━━━ Text block ━━━

Claire, who is possibly 5'4" in heels and who I would not mess with for love or money, looked our man dead in the eye and said, and I'm quoting here, "There's going to be a reckoning."

He said not another word, just nodded and rang her up, then dutifully followed her to the parking lot to take down her license plate.

Down here we call that full service.

The Cost

Love a thing, carry a thing, that thing has power. I don't think talismans get much more complicated than that.

Got a couple recently. My parents came down to visit, which they only get to do once or twice a year. Brought magic stuff. Gifts. History.

First was this:

New workbench

New workbench

The top's made from a door my dad salvaged out of my grandmother's neighbor's house. Solid doors, if you do not know, make good workbench tops. The corners are square, the surfaces level and true. So he took that door, filled the voids in it, built a finished edge around it, added a tool tray and a vise, and made a replaceable work surface out of hardboard. Boom, new bench top.

My parents and I spent the weekend building the legs and shelf together. We made a hinged contraption that allows the bench to roll on wheels if you want to move it. We added adjustable feet to level the thing out. And then they went home, leaving this piece of themselves behind.

I love it almost too much to use it. Silly, I know, but I dread marking it up. Worst thing you can do with your tools is revere them.

Then there was this:

Pocket watch

Pocket watch

There was a woman named Molly McGee. Molly wasn't her real name, but everyone called her Molly and her husband Fibber. Molly took care of me during those times when my parents couldn't. She was an octogenarian babysitter, and she kept up.

I have only the faintest memories. Her helping me color. Playing hide-and-seek. In those last days, me begging her to come tuck me in at nap time and her telling me that no, I'm sorry, my legs (knees? feet?) just can't take that staircase.

It's curious how the love grows in inverse proportion to the memories, that she can loom so large in me despite my inability to conjure her face. I remember that goddamn staircase, though. How unfair it was that she couldn't come up to pull the blankets over me and kiss me. That part's Technicolor.

And so she died and so her watch came into my father's care and one day I mentioned wanting a pocket watch and he handed me hers and I just...stopped. And turned the thing over and over. The way you would a dinosaur bone or a moon rock.

He took pains to restore it. He wanted me to rely on it as I once relied on her. And now I have it, this small gold heartbeat in my pocket. And I get to take it out and wind it. And I get to think of her. That's a talisman. It keeps her alive. That's its power.

So it is with the workbench. I look at it and that thing that lives at the center of me shudders. It knows that one day I will no longer have a father. It knows that when that day comes I'll go out to the garage to grab my drill or pullsaw or a box of screws, and I'll see that bench. And I'll have to scrape myself off the floor.

━━━

### Activity A
Answer these about the piece on talismans, marking each answer (i), (ii), (iii):
(i) How often do the parents get to visit?
(ii) What was the top of the new workbench made from?
(iii) What did everyone call Molly's husband?
### Activity B
Please extract from the piece on talismans the part that opens with the words containing "My parents and" and closes with "she kept up.".

━━━ Information ━━━

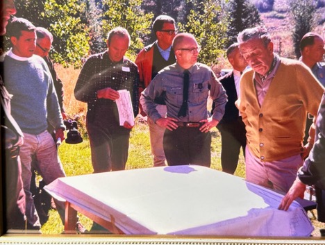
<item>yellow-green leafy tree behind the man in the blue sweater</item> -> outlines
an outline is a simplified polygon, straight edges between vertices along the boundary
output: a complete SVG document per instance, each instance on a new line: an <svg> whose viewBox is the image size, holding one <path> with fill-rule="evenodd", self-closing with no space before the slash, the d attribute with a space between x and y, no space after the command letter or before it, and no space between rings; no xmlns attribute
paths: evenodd
<svg viewBox="0 0 325 245"><path fill-rule="evenodd" d="M17 17L53 34L51 58L63 65L81 66L88 55L88 27L81 21L85 4L78 0L16 0Z"/></svg>

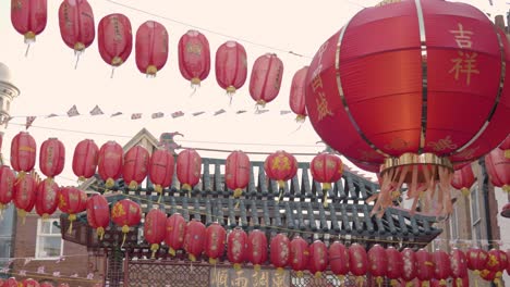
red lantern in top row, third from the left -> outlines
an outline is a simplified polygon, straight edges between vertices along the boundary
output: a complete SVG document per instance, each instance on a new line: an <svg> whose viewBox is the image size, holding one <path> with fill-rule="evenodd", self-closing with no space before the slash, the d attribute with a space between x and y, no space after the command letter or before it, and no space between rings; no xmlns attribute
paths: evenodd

━━━

### Answer area A
(i) Once or twice a year.
(ii) A door the father salvaged out of the grandmother's neighbor's house.
(iii) Fibber.

### Answer area B
My parents and I spent the weekend building the legs and shelf together. We made a hinged contraption that allows the bench to roll on wheels if you want to move it. We added adjustable feet to level the thing out. And then they went home, leaving this piece of themselves behind.

I love it almost too much to use it. Silly, I know, but I dread marking it up. Worst thing you can do with your tools is revere them.

Then there was this:

Pocket watch

Pocket watch

There was a woman named Molly McGee. Molly wasn't her real name, but everyone called her Molly and her husband Fibber. Molly took care of me during those times when my parents couldn't. She was an octogenarian babysitter, and she kept up.